PROBLEM STATEMENT: Please report each line in the items below that contains the word "light". Case counts.

Part of a data file:
.....

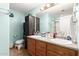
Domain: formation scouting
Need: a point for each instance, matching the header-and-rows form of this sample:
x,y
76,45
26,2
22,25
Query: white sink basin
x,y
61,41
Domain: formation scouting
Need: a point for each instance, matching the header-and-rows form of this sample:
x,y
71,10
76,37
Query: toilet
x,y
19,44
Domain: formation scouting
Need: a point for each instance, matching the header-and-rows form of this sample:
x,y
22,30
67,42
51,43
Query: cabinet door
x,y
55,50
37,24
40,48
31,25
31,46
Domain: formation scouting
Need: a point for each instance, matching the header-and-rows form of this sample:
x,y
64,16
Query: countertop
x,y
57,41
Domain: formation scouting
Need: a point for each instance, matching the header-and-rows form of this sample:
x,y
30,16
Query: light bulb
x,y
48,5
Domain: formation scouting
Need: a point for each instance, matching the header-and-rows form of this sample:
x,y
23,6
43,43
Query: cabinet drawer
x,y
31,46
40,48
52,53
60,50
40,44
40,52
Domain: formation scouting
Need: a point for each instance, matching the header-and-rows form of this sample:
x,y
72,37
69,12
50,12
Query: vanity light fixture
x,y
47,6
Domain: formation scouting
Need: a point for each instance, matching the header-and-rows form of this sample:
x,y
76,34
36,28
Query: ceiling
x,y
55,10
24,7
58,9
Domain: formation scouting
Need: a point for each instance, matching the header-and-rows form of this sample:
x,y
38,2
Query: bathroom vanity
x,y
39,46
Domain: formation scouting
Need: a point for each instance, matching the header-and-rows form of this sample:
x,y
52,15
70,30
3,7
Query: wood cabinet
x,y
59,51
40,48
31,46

.....

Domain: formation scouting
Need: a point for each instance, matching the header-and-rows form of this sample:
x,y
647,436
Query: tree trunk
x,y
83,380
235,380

.....

TASK SOLUTION:
Query: light bulb
Query: vanity light fixture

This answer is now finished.